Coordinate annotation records
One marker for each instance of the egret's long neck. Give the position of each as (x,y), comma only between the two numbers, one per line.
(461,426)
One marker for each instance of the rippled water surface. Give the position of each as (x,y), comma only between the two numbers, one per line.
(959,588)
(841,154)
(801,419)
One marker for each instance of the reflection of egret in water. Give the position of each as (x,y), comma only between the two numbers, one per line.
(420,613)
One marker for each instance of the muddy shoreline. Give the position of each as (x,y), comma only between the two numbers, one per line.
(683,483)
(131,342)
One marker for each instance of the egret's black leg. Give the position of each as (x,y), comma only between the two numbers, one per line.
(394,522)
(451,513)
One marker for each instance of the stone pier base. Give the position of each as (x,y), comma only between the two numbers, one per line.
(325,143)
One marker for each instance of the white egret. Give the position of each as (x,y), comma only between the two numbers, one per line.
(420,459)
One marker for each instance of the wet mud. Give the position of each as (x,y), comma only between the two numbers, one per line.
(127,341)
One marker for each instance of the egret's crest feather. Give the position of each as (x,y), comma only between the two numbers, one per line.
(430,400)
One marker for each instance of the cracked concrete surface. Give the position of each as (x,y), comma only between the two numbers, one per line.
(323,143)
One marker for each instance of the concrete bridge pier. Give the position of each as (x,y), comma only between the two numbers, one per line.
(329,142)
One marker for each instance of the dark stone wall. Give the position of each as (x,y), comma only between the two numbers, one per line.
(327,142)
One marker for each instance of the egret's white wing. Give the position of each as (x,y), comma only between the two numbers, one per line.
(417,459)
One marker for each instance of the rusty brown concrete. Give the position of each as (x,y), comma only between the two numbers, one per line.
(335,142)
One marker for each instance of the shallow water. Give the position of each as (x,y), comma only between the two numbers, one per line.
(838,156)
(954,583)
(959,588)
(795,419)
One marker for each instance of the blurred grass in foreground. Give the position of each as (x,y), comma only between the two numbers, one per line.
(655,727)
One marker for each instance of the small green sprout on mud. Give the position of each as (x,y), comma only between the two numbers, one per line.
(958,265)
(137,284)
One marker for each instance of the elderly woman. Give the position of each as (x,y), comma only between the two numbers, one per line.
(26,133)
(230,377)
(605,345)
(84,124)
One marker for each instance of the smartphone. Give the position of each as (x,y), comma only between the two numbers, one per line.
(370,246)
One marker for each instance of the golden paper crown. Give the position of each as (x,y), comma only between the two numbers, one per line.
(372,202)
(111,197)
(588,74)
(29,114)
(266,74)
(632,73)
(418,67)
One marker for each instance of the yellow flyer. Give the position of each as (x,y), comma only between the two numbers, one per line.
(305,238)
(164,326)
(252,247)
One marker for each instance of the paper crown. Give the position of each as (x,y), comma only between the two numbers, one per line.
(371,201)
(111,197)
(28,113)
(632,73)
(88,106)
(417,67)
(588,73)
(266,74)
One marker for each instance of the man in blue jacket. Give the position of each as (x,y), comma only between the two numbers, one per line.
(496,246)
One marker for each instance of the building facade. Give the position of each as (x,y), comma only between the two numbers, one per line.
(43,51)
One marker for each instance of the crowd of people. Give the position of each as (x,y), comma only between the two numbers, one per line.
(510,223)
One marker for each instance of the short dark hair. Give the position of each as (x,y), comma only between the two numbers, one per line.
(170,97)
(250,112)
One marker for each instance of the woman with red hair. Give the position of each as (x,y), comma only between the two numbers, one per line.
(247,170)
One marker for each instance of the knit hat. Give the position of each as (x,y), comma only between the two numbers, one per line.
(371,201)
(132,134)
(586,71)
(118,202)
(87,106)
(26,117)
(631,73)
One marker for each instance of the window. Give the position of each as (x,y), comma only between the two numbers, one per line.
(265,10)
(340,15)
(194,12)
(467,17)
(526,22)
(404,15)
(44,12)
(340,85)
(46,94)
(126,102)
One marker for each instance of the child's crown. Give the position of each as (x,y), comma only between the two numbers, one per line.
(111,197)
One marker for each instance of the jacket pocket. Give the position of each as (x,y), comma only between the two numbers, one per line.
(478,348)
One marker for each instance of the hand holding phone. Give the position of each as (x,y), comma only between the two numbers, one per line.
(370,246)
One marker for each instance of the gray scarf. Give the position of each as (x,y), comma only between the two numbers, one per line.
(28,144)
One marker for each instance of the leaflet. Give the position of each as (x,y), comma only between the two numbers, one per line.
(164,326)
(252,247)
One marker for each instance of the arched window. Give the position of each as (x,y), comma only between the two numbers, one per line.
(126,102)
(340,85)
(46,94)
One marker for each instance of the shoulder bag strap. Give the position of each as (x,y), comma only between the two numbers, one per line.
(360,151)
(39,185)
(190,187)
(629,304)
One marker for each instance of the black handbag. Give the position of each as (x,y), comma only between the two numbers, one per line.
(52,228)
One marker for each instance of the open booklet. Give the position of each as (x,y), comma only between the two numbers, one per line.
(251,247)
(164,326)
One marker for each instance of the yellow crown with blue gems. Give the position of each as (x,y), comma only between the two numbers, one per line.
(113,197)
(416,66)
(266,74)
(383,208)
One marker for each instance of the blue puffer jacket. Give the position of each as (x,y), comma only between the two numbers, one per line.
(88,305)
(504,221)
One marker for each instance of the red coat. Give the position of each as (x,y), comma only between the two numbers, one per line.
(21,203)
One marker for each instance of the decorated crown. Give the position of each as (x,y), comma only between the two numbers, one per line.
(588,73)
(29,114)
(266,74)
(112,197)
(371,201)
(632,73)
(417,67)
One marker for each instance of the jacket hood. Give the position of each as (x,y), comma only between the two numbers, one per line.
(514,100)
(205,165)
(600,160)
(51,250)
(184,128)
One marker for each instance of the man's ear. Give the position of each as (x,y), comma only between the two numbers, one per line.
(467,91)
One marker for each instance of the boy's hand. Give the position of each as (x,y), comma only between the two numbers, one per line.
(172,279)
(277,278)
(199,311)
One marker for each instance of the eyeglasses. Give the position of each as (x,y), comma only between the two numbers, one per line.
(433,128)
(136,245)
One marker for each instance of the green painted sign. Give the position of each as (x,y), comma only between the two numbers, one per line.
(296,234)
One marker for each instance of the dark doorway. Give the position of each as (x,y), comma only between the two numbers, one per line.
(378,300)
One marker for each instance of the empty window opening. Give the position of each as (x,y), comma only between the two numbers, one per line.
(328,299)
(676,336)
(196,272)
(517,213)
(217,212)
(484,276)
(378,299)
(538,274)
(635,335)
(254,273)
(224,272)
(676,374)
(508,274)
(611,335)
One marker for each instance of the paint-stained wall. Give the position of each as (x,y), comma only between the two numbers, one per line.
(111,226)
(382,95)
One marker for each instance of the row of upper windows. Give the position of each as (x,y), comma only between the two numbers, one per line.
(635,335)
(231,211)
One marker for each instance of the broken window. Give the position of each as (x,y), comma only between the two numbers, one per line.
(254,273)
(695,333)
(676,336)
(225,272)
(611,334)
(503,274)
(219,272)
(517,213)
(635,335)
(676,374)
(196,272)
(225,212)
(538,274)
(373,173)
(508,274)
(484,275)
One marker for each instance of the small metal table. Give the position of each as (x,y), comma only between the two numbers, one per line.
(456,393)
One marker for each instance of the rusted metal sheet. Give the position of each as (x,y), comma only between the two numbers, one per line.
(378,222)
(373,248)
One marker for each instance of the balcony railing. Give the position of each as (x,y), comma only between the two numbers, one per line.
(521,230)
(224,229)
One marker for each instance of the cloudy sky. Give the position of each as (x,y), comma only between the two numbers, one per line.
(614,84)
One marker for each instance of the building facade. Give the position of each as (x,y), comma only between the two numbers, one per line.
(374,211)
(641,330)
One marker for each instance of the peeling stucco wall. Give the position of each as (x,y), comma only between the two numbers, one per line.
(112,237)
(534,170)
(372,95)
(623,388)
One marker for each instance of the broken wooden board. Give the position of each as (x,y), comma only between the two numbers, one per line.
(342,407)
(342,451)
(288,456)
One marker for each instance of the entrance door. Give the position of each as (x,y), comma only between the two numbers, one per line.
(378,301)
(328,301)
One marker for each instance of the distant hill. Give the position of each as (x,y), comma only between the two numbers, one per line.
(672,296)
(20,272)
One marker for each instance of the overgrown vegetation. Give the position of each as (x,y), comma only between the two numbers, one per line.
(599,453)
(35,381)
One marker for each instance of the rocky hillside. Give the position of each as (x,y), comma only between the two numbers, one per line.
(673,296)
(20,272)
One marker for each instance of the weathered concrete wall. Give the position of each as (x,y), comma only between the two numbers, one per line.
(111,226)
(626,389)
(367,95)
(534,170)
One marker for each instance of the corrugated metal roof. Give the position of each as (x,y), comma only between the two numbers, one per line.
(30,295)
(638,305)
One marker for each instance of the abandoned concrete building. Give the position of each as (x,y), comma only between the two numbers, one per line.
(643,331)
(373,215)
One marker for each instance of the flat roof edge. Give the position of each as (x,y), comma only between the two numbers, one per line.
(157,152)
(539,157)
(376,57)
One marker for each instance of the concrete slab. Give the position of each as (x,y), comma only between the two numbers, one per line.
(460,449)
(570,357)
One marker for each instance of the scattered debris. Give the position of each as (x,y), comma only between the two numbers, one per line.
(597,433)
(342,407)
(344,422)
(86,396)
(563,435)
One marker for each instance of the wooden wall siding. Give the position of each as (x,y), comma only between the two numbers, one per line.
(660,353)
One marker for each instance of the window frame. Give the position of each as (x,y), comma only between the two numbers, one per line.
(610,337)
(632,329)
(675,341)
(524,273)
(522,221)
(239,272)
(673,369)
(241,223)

* _Written problem_
All lines from the one with "One marker for each instance of the scattered" through the final line above are to be quoted exactly; quote no other line.

* _Response to this exercise_
One marker for each instance of the scattered debris. Give the position of each as (x,y), comma only between the two numbers, one per line.
(597,433)
(342,407)
(344,422)
(86,396)
(563,435)
One marker for each instance of the wooden wall siding. Give the position of each as (x,y), comma only between the two numbers, one per line.
(660,353)
One marker for each instance of the window frame. Give the position of each as (x,y), comma only between the two numbers, one per line.
(610,337)
(632,329)
(675,341)
(524,273)
(522,221)
(239,272)
(673,369)
(241,223)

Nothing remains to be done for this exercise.